→ WHAT IS REQUIRED
Starting at the first line of the records below, reproduce every line up to and including the line with "Place one point on each instance of the small", but leave out all pictures.
(MATERIAL PROVIDED)
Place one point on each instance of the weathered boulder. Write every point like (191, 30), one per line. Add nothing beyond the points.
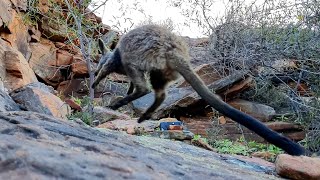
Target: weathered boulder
(6, 103)
(64, 58)
(38, 97)
(15, 71)
(53, 30)
(6, 12)
(259, 111)
(79, 87)
(35, 34)
(43, 61)
(206, 72)
(37, 146)
(131, 126)
(79, 67)
(17, 35)
(102, 114)
(20, 4)
(298, 167)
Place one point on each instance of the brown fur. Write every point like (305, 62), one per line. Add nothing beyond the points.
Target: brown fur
(156, 50)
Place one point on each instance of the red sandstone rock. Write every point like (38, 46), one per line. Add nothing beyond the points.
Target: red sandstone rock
(298, 167)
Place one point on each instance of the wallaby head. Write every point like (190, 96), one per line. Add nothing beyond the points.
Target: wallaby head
(164, 56)
(106, 55)
(109, 62)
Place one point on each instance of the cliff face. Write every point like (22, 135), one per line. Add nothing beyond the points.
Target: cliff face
(35, 45)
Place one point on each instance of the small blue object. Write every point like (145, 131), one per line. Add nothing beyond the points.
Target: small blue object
(165, 125)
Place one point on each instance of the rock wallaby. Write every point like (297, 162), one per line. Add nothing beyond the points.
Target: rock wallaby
(111, 62)
(164, 56)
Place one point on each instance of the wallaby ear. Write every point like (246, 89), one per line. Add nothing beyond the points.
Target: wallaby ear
(102, 47)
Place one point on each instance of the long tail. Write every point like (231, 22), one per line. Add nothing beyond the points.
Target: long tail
(251, 123)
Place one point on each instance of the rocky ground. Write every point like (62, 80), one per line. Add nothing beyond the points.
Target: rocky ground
(38, 146)
(38, 142)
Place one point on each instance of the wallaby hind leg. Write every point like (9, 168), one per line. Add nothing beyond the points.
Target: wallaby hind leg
(158, 83)
(104, 72)
(140, 87)
(130, 90)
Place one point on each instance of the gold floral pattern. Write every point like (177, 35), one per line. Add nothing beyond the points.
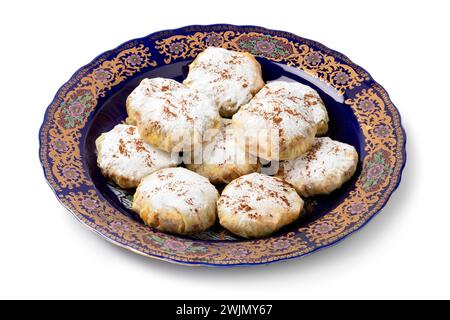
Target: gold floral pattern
(68, 116)
(316, 63)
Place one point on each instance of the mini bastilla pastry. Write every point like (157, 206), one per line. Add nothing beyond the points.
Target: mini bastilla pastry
(147, 89)
(221, 160)
(171, 116)
(303, 96)
(176, 200)
(274, 128)
(231, 78)
(125, 158)
(321, 170)
(257, 205)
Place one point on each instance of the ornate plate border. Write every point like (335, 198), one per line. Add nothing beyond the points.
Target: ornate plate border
(66, 119)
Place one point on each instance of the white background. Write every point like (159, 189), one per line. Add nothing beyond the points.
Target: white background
(403, 253)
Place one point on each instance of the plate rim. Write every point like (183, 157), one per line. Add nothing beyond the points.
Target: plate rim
(342, 56)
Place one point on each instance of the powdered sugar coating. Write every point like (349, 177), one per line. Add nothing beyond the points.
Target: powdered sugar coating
(155, 88)
(321, 170)
(176, 200)
(124, 157)
(231, 78)
(275, 122)
(303, 96)
(172, 116)
(222, 160)
(256, 205)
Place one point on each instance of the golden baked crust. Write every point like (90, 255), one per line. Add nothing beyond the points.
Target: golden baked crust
(322, 169)
(257, 205)
(125, 158)
(176, 200)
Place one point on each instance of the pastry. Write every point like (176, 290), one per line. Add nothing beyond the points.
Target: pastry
(220, 159)
(256, 205)
(321, 170)
(171, 116)
(231, 78)
(125, 158)
(176, 200)
(303, 96)
(274, 128)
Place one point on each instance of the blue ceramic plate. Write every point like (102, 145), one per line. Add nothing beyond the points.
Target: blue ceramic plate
(93, 101)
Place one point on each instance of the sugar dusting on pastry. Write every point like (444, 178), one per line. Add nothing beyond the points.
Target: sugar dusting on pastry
(256, 205)
(179, 194)
(302, 96)
(322, 169)
(231, 78)
(172, 116)
(124, 155)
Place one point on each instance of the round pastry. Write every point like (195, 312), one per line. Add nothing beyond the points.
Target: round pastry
(321, 170)
(155, 88)
(231, 78)
(176, 200)
(125, 158)
(303, 96)
(274, 128)
(171, 116)
(221, 160)
(257, 205)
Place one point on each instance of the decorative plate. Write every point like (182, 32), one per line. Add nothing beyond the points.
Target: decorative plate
(93, 101)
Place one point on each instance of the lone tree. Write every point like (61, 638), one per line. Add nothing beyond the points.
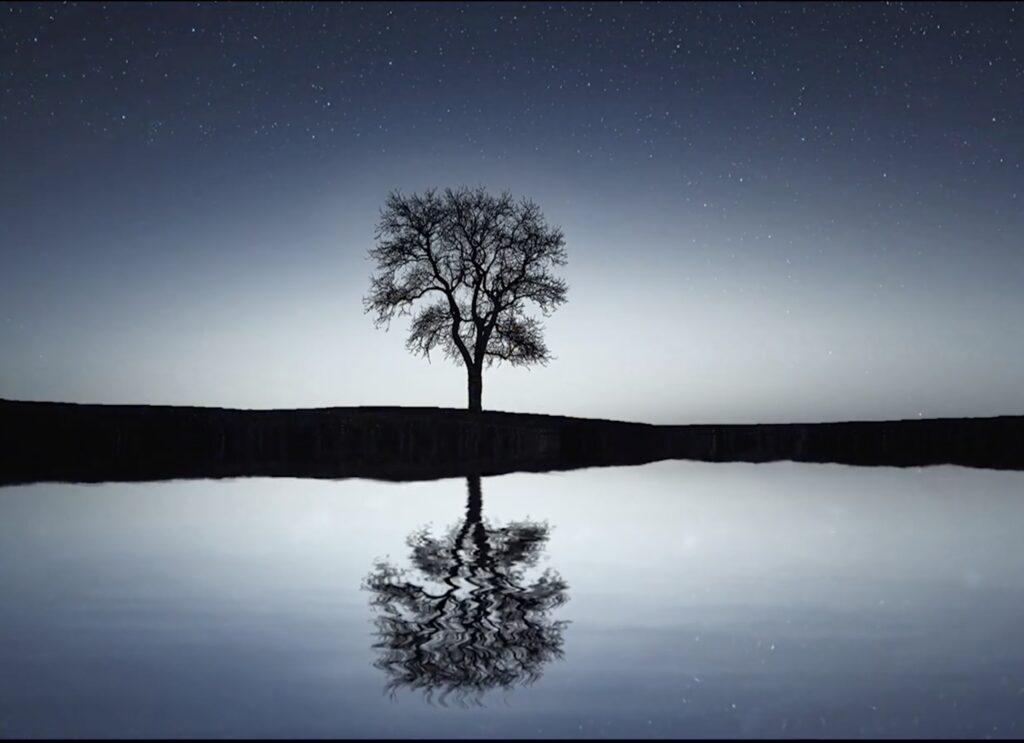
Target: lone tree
(465, 264)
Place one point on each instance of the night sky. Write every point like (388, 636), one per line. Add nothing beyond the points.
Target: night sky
(773, 212)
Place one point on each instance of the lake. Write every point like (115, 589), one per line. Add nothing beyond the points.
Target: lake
(676, 599)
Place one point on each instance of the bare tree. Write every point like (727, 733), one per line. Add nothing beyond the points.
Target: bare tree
(473, 621)
(464, 264)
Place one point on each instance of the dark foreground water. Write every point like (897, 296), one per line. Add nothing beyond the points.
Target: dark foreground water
(676, 599)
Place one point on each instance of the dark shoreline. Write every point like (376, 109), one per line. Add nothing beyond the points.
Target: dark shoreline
(68, 442)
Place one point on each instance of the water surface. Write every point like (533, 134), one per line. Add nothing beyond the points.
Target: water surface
(676, 599)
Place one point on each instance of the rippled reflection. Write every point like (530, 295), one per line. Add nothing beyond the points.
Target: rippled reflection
(466, 618)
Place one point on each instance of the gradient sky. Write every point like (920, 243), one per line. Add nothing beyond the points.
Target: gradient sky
(773, 212)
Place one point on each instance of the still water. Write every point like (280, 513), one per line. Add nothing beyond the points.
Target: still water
(676, 599)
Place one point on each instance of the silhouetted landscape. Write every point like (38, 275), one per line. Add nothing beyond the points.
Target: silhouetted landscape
(511, 369)
(45, 441)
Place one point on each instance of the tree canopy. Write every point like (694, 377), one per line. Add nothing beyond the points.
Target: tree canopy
(466, 266)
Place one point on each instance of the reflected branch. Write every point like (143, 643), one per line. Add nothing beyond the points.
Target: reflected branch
(479, 622)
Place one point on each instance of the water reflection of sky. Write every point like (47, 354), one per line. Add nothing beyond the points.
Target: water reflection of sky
(704, 600)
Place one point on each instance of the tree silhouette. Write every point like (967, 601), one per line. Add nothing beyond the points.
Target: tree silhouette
(479, 625)
(468, 262)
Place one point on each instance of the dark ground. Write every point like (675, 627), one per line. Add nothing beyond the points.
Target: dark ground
(50, 441)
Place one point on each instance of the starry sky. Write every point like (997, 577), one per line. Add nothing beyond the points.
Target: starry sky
(773, 211)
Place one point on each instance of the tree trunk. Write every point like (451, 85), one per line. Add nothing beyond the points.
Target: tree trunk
(475, 389)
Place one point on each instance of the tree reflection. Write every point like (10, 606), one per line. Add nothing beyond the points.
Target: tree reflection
(476, 623)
(End MATERIAL PROVIDED)
→ EXERCISE RESULT
Place one point on each instance of the weathered boulder. Write every point like (191, 30), one per line. Add nothing beyond the points.
Target: weathered boulder
(6, 103)
(64, 58)
(38, 97)
(15, 71)
(53, 30)
(6, 12)
(259, 111)
(79, 87)
(35, 34)
(43, 61)
(206, 72)
(37, 146)
(131, 126)
(79, 67)
(17, 35)
(102, 114)
(20, 4)
(298, 167)
Place one point on each instance of the brown fur. Write every point like (305, 62), one per line. Add nothing beyond the points.
Target: brown fur
(156, 50)
Place one point on each instance of the red sandstone rock. Write every point like (38, 46), one per line. Add nothing beyond the points.
Target: red sandstone rock
(298, 167)
Place one point on each instance of the wallaby head. Write every point like (190, 96), one per line. Add nothing beyond the points.
Target: wallaby head
(164, 56)
(106, 55)
(109, 62)
Place one point on each instance of the cliff face. Write every point like (22, 135), one per line. Add nothing beyond the points.
Target: cliff face
(35, 45)
Place one point on each instance of the small blue object. Write every point like (145, 131), one per line. Add nothing beyond the points.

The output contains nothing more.